Exercise objective →
Take the listing and give it again exactly, from its first line to its last line.

Information supplied →
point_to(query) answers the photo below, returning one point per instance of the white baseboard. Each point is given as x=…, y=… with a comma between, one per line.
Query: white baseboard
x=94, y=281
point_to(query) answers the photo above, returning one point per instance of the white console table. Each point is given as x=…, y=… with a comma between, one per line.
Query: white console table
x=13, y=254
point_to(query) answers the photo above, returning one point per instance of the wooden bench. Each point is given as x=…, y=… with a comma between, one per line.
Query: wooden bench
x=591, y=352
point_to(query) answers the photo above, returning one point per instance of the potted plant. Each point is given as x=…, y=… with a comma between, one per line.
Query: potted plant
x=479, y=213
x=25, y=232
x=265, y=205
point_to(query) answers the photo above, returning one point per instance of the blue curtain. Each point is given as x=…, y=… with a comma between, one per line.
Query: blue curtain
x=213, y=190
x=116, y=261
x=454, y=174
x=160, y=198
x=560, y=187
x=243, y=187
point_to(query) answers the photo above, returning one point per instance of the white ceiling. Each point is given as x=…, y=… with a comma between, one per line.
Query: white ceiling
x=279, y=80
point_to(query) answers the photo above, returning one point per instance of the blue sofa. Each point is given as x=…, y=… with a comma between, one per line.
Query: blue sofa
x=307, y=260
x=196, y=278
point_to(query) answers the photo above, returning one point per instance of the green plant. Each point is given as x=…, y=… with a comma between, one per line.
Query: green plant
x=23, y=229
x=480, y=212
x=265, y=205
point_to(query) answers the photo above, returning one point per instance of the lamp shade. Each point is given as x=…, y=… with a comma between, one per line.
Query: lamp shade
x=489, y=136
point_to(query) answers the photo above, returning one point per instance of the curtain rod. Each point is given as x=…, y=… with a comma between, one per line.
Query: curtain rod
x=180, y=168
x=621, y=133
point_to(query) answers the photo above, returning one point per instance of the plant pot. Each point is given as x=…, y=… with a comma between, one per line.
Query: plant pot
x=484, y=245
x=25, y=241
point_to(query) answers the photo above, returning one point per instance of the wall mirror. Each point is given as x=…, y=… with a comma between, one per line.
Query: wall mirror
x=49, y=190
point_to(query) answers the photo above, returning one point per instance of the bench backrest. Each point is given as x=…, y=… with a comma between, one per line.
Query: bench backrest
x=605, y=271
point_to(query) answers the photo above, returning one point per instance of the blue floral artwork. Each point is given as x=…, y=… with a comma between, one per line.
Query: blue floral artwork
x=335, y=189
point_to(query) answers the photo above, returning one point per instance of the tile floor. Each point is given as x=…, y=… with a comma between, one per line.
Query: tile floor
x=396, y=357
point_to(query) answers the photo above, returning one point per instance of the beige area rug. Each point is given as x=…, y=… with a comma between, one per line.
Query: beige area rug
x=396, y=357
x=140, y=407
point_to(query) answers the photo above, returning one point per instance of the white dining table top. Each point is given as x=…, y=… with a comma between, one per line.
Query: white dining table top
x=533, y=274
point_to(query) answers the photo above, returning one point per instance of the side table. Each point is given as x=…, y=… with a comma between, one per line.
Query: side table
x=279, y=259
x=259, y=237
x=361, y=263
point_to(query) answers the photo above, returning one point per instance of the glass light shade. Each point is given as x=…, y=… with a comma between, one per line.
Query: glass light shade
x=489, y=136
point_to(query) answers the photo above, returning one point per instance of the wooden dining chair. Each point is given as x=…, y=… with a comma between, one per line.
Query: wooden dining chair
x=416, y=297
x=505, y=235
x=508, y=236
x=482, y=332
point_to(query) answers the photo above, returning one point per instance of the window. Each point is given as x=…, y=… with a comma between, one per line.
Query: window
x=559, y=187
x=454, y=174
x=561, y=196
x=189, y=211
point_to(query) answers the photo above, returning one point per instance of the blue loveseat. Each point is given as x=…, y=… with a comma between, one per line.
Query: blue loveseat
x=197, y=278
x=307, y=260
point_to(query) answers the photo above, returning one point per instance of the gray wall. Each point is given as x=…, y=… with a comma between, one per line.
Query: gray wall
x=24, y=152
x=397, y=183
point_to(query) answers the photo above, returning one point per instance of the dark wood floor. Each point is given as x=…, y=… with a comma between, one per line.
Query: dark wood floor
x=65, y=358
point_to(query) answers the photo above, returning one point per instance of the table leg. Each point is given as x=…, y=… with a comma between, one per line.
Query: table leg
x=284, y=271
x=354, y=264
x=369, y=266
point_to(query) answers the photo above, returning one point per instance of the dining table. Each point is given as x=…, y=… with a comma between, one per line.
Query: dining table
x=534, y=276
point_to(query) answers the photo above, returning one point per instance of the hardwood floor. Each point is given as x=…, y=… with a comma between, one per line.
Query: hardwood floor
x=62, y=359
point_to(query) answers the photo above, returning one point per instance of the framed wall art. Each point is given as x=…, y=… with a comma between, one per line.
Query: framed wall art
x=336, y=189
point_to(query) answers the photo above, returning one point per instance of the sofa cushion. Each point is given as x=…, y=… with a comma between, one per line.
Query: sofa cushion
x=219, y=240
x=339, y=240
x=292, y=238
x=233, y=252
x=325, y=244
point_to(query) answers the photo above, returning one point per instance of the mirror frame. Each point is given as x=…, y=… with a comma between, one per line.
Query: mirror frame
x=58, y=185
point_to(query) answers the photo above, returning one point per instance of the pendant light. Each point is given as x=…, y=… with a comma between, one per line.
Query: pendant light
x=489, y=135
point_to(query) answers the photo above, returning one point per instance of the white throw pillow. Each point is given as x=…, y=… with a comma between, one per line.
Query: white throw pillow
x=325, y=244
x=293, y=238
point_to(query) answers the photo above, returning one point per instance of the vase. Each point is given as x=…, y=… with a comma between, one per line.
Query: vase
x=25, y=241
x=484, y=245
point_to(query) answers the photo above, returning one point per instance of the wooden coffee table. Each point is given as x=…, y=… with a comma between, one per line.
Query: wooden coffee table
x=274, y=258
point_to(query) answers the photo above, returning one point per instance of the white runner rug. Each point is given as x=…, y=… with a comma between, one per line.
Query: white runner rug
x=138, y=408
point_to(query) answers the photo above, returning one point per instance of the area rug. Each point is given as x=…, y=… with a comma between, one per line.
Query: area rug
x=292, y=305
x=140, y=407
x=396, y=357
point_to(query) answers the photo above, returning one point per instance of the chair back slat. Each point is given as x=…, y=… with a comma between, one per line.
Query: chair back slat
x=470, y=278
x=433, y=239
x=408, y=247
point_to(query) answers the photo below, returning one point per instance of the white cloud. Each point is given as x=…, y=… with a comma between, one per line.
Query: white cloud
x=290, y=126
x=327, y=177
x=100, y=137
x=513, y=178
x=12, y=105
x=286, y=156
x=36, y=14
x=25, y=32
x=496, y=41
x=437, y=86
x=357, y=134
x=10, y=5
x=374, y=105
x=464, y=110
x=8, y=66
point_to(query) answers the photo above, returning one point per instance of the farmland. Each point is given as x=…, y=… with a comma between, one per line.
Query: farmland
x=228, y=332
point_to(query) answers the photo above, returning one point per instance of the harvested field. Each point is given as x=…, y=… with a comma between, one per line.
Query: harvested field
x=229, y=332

Exercise solution →
point_to(query) answers the photo below, returning one point per instance of the white baseboard. Each point is given as x=…, y=… with a comma between, one per line.
Query: white baseboard
x=94, y=281
point_to(query) answers the photo above, returning one point per instance of the white console table. Each point is given as x=…, y=… with a comma between, one per line.
Query: white console table
x=13, y=254
point_to(query) answers the photo above, returning one point per instance of the wooden bench. Each point is given as x=…, y=… with a comma between, one per line.
Query: wooden bench
x=591, y=352
point_to(query) answers the photo above, returning one point per instance of the potted plant. Each point is given as x=…, y=… with a comma between, one per line.
Query: potted plant
x=479, y=213
x=25, y=232
x=265, y=205
point_to(query) answers the photo above, returning one point per instance of the blue curtain. Each point is given as x=…, y=… with a comma between, one per line.
Query: blue curtain
x=213, y=190
x=116, y=261
x=454, y=174
x=160, y=198
x=560, y=187
x=243, y=187
point_to(query) answers the photo above, returning one point per instance of the white ceiling. Each point is given as x=…, y=… with a comma between, one per line.
Query: white ceiling
x=279, y=80
point_to(query) answers the photo above, returning one point per instance of the blue sofa. Each point is given as x=…, y=… with a comma between, one per line.
Query: blue sofa
x=307, y=260
x=196, y=278
point_to(query) answers the photo above, returning one point per instance of the green plant. Each point is given as x=…, y=… with a comma between, one per line.
Query: green plant
x=23, y=229
x=480, y=212
x=265, y=205
point_to(query) answers the photo above, returning one point per instance of the lamp shade. Each point is given as x=…, y=… with a comma between, one per line.
Query: lamp shade
x=489, y=136
point_to(query) answers the photo above, returning one point per instance of the curtain rod. Each point is given as x=…, y=… with a comma between, one per line.
Query: curtain rod
x=180, y=168
x=621, y=133
point_to(query) answers the photo above, returning one point per instance of the plant pot. Each point is given as x=…, y=… with a comma between, one per line.
Query: plant pot
x=484, y=245
x=25, y=241
point_to(query) answers the photo above, returning one point per instance of the wall mirror. Each point is given as x=…, y=… with a comma between, one per line.
Query: wall mirror
x=49, y=190
point_to(query) answers the photo above, returning one point per instance of the bench backrest. Each point is given as x=…, y=… with a comma between, one per line.
Query: bench backrest
x=605, y=271
point_to(query) answers the photo above, returning one point per instance of the blue floral artwork. Each point is given as x=…, y=… with a comma between, one per line.
Query: blue floral artwork
x=335, y=189
point_to(query) answers the photo above, returning one point per instance of the tile floor. Each point is given as x=…, y=… with a comma between, one per line.
Query: tile floor
x=396, y=357
point_to(query) answers the photo above, returning one point per instance of the beige area rug. Each point is given as x=…, y=… with a comma between, one per line.
Query: beige area rug
x=396, y=357
x=140, y=407
point_to(query) answers the photo above, returning one point per instance of the white dining table top. Each point is given as x=…, y=… with a comma between, one per line.
Query: white dining table top
x=533, y=274
point_to(query) answers the photo above, returning one point per instance of the side table. Each point is given as x=…, y=… with a comma between, one per line.
Query: side table
x=279, y=259
x=259, y=237
x=361, y=263
point_to(query) answers the photo above, returning one point per instance of the glass light shade. Each point is given as x=…, y=… with a comma between, one per line.
Query: glass light shade
x=489, y=136
point_to(query) answers the photo above, returning one point per instance of the wooden dining chair. Each point is given as x=…, y=… with a comma between, one per line.
Query: wooden dining chair
x=416, y=297
x=505, y=235
x=508, y=236
x=482, y=332
point_to(query) answers the photo above, returning one point per instance of the window. Each point is given as x=…, y=… with a comma between, one per line.
Query: window
x=559, y=187
x=454, y=174
x=561, y=196
x=189, y=211
point_to(query) answers the photo above, returning one point per instance of the blue loveseat. Each point is given as x=…, y=… with a comma between, one per line.
Query: blue loveseat
x=197, y=278
x=307, y=260
point_to(query) answers the photo above, returning one point per instance of the gray wall. Each point is given as x=…, y=… with a comma between, one per line.
Query: gray wall
x=24, y=152
x=397, y=183
point_to(query) answers the photo above, returning one point per instance of the dark wood floor. Each point is given as x=…, y=… with a comma between, one per line.
Query: dark wood floor
x=65, y=358
point_to(query) answers the photo above, returning one point per instance of the table leg. Each point is given as x=…, y=… with a comma between, one per line.
Query: table leg
x=284, y=271
x=354, y=264
x=369, y=266
point_to(query) answers the photo above, returning one point per instance of the dining table. Each point is given as x=…, y=… with a comma between, one per line.
Query: dining table
x=534, y=276
point_to(query) answers the photo above, returning one point per instance of the hardwood floor. Each point is given as x=…, y=… with a comma between, one per line.
Query: hardwood floor
x=62, y=359
point_to(query) answers the photo above, returning one point per instance of the framed wall art. Each point is given as x=…, y=… with a comma between, one per line.
Query: framed wall art
x=336, y=189
point_to(query) answers the photo above, returning one point per instance of the sofa cushion. Each point is given as x=…, y=… with a comma between, one per line.
Query: sofa cushion
x=219, y=240
x=339, y=240
x=292, y=238
x=233, y=252
x=325, y=244
point_to(query) answers the photo above, returning one point per instance of the mirror frame. Each point is given as x=…, y=… with a comma between, one per line.
Query: mirror frame
x=58, y=185
point_to(query) answers the photo above, returning one point per instance of the pendant light. Each point is given as x=…, y=… with a comma between, one per line.
Query: pendant light
x=489, y=135
point_to(query) answers the photo above, returning one point per instance of the white throw pillow. Each point is given as x=…, y=… with a comma between, one per line.
Query: white throw pillow
x=325, y=244
x=293, y=238
point_to(query) answers the photo above, returning one point per instance of the vase. Each point is given as x=…, y=… with a comma between, one per line.
Query: vase
x=25, y=241
x=484, y=245
point_to(query) answers the photo above, returning one point per instance of the wooden coffee table. Each point is given as x=…, y=… with a comma between, one per line.
Query: wooden coffee table
x=274, y=258
point_to(query) answers the photo above, returning one point per instance of the white runner rug. Each point is given as x=…, y=… with a comma between, one per line.
Query: white runner rug
x=138, y=408
point_to(query) answers the photo above, returning one point per instance of the area rug. Each point is given as x=…, y=… with a comma between, one per line.
Query: area rug
x=292, y=305
x=140, y=407
x=396, y=357
point_to(query) answers the photo above, returning one point per instance of the chair back slat. Each point is given as x=…, y=… with a comma between, one per line.
Query: chair back slat
x=470, y=278
x=433, y=239
x=408, y=247
point_to(query) answers the photo below, returning one point per instance of the white cloud. Each point is given as x=…, y=… with a comma between, one per line.
Query: white cloud
x=290, y=126
x=327, y=177
x=100, y=137
x=513, y=178
x=12, y=105
x=286, y=156
x=36, y=14
x=25, y=32
x=496, y=41
x=437, y=86
x=357, y=134
x=10, y=5
x=374, y=105
x=464, y=110
x=8, y=66
point_to(query) answers the photo above, returning one point per instance of the farmland. Each point is given as x=…, y=… with a comma between, one per line.
Query: farmland
x=228, y=332
point_to(query) answers the photo above, returning one point per instance of the harvested field. Each point is given as x=…, y=… with a comma between, one per line.
Query: harvested field
x=229, y=332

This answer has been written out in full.